• Task to complete
Show each line in the records below that contains the word "yellow", matching case exactly.

** BEGIN Working data **

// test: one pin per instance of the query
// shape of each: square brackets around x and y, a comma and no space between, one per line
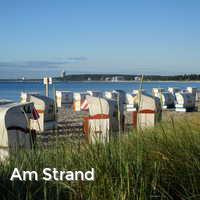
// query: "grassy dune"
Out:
[161,163]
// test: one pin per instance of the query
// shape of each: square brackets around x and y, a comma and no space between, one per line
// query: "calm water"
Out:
[11,90]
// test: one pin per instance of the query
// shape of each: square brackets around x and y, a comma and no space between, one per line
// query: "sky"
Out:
[43,37]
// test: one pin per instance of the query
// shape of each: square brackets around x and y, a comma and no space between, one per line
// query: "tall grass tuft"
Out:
[159,163]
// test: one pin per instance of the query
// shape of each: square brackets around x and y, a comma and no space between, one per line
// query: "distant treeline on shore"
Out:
[125,77]
[112,78]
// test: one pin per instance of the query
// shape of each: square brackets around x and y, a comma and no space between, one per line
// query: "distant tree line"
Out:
[125,77]
[185,77]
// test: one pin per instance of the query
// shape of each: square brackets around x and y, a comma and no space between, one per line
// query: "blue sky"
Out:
[39,38]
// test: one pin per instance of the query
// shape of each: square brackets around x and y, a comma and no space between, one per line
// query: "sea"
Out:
[12,90]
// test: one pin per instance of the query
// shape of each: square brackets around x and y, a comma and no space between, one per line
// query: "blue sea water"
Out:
[12,90]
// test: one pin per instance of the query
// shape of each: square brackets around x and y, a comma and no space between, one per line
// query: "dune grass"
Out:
[159,163]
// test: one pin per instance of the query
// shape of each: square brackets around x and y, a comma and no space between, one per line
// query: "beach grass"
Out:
[158,163]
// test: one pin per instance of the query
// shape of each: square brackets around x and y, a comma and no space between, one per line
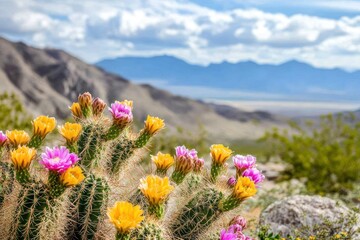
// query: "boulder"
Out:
[296,212]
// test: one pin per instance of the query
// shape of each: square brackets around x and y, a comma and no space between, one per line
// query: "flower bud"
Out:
[98,106]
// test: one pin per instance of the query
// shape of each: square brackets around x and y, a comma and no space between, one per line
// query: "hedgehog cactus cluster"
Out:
[92,185]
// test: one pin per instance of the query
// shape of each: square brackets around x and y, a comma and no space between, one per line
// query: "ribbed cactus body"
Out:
[89,145]
[193,181]
[7,177]
[148,231]
[198,214]
[142,140]
[122,150]
[29,213]
[90,199]
[35,141]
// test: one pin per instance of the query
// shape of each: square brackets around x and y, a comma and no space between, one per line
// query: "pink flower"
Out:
[3,138]
[234,232]
[192,153]
[254,174]
[58,159]
[244,162]
[238,220]
[228,235]
[121,113]
[181,151]
[231,182]
[198,164]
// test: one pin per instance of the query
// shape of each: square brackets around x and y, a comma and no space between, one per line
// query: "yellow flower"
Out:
[72,176]
[220,153]
[22,157]
[244,188]
[76,110]
[125,216]
[127,103]
[70,131]
[155,189]
[163,161]
[43,125]
[153,124]
[18,137]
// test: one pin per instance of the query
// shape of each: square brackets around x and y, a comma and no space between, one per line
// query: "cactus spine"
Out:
[30,212]
[148,231]
[90,200]
[7,177]
[198,214]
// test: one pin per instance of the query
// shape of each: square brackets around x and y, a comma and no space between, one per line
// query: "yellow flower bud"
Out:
[155,189]
[244,188]
[125,216]
[153,124]
[72,176]
[70,131]
[219,153]
[43,125]
[22,157]
[18,137]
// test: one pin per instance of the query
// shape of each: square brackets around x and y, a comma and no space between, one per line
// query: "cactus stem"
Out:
[216,170]
[35,141]
[23,176]
[113,132]
[142,139]
[157,210]
[122,236]
[178,177]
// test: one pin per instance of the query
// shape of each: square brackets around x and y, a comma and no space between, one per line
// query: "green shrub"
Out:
[325,154]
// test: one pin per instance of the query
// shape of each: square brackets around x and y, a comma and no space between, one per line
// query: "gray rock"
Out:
[296,212]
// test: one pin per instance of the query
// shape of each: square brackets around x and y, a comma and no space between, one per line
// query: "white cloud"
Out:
[95,30]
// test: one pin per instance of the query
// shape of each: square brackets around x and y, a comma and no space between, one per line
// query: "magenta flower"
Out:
[198,164]
[240,221]
[231,182]
[228,235]
[121,113]
[58,159]
[234,232]
[254,174]
[181,151]
[244,162]
[3,138]
[192,153]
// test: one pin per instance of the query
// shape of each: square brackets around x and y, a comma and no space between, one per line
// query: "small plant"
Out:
[326,154]
[98,165]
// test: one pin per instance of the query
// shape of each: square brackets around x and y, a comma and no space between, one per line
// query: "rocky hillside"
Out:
[48,80]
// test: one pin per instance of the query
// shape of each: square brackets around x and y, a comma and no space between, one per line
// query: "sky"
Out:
[324,33]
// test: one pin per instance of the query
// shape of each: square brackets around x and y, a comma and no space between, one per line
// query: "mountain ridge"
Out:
[48,80]
[292,80]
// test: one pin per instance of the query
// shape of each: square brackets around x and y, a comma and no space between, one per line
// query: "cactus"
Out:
[90,200]
[121,151]
[7,177]
[107,151]
[148,231]
[88,145]
[29,213]
[198,214]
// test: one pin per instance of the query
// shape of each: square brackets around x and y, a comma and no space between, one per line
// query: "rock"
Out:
[287,215]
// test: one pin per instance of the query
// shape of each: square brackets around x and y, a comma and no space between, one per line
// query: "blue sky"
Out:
[324,33]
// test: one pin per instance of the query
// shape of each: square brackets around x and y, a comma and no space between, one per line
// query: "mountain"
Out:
[48,80]
[291,80]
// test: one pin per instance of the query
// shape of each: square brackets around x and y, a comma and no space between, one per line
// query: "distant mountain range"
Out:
[292,80]
[48,80]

** END Working data **

• Response below
// query: "yellow flower"
// query: "yellow flower bud"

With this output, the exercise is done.